| EXERCISE A |
Report each line of the records below that contains the string "house".

━━━━━ PROVIDED TEXT

(Computer issues on the laptop, which holds the – gulp – book. I’m confident I can resolve it later today. In the meantime, a bit of blogging. And a trip to the store to get a long-overdue USB flash drive, full of repentence for my negligence.)

Tomorrow (4/16) is Pope Benedict’s 80th birthday and the second anniversary of his election is Thursday (4/19).

The MSM is busy offering us its assessment of the 2 years of Benedict’s papacy, and for the most part they are ranging from cringe-worthy to ridiculous.

Three have appeared over the past week:

The Newsweek International article by Joseph Contreras that blasts Benedict for, among other things, not heading to New Orleans in the wake of Katrina

Jeff Israely in Time

Richard Owen, who embarrassed himself a few days ago by letting the world know about his ignorance of recent Catholic church liturgical history (attributing Pope John Paul II’s Stations of the Cross, used several times since 1991 as some change Benedict was making), chimes in today at the Times UK

All of these pieces are negative. Some choice quotes for flavor:

From "Benedict the Invisible" – the Newseek piece.

On his upcoming trek to the Brazilian town of Aparecida do Norte, he plans to huddle with regional prelates worried about their declining influence, the growth of evangelicals and local moves to legalize gay unions and abortion. The pope should choose his words carefully; on one of his last trips, to his native Germany, he sparked a firestorm when he quoted in passing scathing comments about the Prophet Muhammad. Within days Benedict was being burned in effigy. He can expect a warmer greeting in South America. But there’s no denying he’s been a disappointment to many faithful there and elsewhere. Some U.S. Catholics condemn him as aloof, Europeans resent his intrusions into their affairs and he’s never been popular in Latin America. The region, home to 450 million Catholics, had hoped to see one of its own succeed John Paul. Many there have felt ignored by the man who ultimately did.

Part of the problem is style. The last pope was a former parish priest who recast himself as an international player (he spoke eight languages, including Spanish and Portuguese). Benedict is a colorless academic who spent much of his career teaching theology and philosophy. "This is a professor, a quiet man, not an actor skilled in politics," says the American theologian Michael Novak. "[People] should not judge him by the standards of John Paul II."

Perhaps, but the differences go beyond personality. During his long tenure, John Paul undertook more than 100 trips abroad and showed real concern for the developing world. Although Benedict calls for more aid to Africa in a new book, he seems preoccupied by Europe.

━━━━━━━━━━
━━━━━ AVAILABLE DATA

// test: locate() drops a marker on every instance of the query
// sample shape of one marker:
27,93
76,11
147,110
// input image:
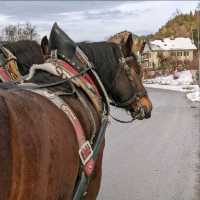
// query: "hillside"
181,25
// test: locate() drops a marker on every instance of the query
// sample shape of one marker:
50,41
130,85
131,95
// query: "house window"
179,53
186,53
173,53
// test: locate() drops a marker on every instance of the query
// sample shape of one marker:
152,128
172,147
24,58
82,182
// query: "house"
180,49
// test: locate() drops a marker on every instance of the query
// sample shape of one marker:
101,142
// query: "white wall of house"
152,50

━━━━━━━━━━

| EXERCISE B |
Reproduce word for word the passage of the post on Benedict's papacy starting with "Three have appeared" and going on through "the Newseek piece.".

| TASK OUTPUT A |
// query: "house window"
// query: "house"
// query: "white wall of house"

| TASK OUTPUT B |
Three have appeared over the past week:

The Newsweek International article by Joseph Contreras that blasts Benedict for, among other things, not heading to New Orleans in the wake of Katrina

Jeff Israely in Time

Richard Owen, who embarrassed himself a few days ago by letting the world know about his ignorance of recent Catholic church liturgical history (attributing Pope John Paul II’s Stations of the Cross, used several times since 1991 as some change Benedict was making), chimes in today at the Times UK

All of these pieces are negative. Some choice quotes for flavor:

From "Benedict the Invisible" – the Newseek piece.